BEGIN DOCUMENT PASSAGE

The Flixton Woodpecker
The Skeptic, 7.5
THERE ARE MANY TALES of extraordinary noises heard simultaneously by lots of reliable witnesses. Quite apart from the Eurovision Song Contest, Nature herself is capable of making quite an extraordinary racket: all over the world can be heard mysterious booms, shrieks, buzzes, hums, and crackles. Some are famous, such as the `Barisal Guns' of the Ganges Delta which so intrigued William Corliss (see his article, page 6). Then there are mistpouffers, or `fog guns', dull, explosive sounds heard all over the world especially near coastlines; `lake guns' which boom around lakes, such as Lake Seneca in New York state; bangs in the sky; strange sounds thought to be of seismic origin, such as the `Moodus noises' of Connecticut; unidentified hums; the alleged `rustling' of the Aurora Borealis; the Yellowstone Lake whispers; musical sands; and so on, and on. I've never heard any of these myself, but I've often wondered if the reports may be somewhat exaggerated, especially if one thinks one is hearing something which is known to be `mysterious'. But one day last week, I did hear something strange, and for a few hours I thought that there was one new mysterious phenomenon to be added to the list: the Flixton Woodpecker.
Flixton, unlike Yellowstone or the Ganges, is not a name to prompt instant recognition. I should say that Flixton, where I live, is about 4 miles west of Manchester, and is a small, fairly quiet, suburban area near the River Mersey and the Manchester Ship Canal. I'd like to tell you something that Flixton is famous for, such as a Megalithic Tomb, a haunted castle, UFO sightings or dinosaur tracks, but try as I might to unearth something interesting about the place, I've found nothing. Until now, that is.

END DOCUMENT PASSAGE
BEGIN EXTRACTED DATA

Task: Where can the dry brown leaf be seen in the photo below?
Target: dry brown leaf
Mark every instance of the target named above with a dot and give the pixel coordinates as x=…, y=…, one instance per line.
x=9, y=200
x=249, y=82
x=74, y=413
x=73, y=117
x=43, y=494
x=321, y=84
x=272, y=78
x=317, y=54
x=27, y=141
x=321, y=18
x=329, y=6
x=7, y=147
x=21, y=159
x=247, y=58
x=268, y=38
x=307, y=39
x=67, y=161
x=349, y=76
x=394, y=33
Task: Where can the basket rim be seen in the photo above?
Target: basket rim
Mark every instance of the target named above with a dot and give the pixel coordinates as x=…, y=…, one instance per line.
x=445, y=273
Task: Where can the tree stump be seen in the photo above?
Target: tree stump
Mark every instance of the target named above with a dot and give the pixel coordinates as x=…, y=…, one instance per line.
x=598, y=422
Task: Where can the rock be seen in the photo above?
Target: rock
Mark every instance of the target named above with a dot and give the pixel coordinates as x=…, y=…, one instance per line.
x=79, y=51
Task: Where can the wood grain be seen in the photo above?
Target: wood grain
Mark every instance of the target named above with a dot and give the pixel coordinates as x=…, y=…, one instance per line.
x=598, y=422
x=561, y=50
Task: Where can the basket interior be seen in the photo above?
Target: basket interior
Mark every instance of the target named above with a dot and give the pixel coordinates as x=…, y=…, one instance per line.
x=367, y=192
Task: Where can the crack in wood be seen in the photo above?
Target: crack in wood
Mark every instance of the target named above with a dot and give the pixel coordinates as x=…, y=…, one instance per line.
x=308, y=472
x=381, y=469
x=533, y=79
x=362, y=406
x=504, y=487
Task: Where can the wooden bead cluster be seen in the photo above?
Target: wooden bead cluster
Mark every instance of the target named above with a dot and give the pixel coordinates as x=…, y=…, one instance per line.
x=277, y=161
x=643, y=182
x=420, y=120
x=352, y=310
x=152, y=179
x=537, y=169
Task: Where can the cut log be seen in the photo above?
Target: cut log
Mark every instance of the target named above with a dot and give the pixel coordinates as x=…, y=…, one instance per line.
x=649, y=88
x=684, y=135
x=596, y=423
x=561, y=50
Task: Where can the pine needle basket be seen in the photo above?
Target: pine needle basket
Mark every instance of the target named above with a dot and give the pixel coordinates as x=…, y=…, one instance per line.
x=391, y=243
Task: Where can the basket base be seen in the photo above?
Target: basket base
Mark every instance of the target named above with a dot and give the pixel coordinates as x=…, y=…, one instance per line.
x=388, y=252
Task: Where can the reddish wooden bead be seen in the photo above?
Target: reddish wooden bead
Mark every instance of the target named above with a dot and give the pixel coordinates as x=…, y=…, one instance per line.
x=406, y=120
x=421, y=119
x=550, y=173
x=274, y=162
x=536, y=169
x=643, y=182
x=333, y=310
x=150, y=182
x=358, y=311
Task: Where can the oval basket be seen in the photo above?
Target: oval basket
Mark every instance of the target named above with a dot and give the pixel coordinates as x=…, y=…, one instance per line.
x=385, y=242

END EXTRACTED DATA

▶ ACTIVITY
Summarize the passage about the Flixton Woodpecker in two sentences. The listing has no connection to the passage about the Flixton Woodpecker.

▶ OUTPUT
The passage surveys many reported mysterious natural noises, such as the Barisal Guns, mistpouffers, lake guns and the Moodus noises, and the writer, who has never heard any of them, wonders whether such reports may be somewhat exaggerated. One day last week, though, the writer heard something strange and for a few hours took it for a new mysterious phenomenon, the Flixton Woodpecker, named for the quiet suburban area about 4 miles west of Manchester where the writer lives and which had nothing the writer could find to be famous for until now.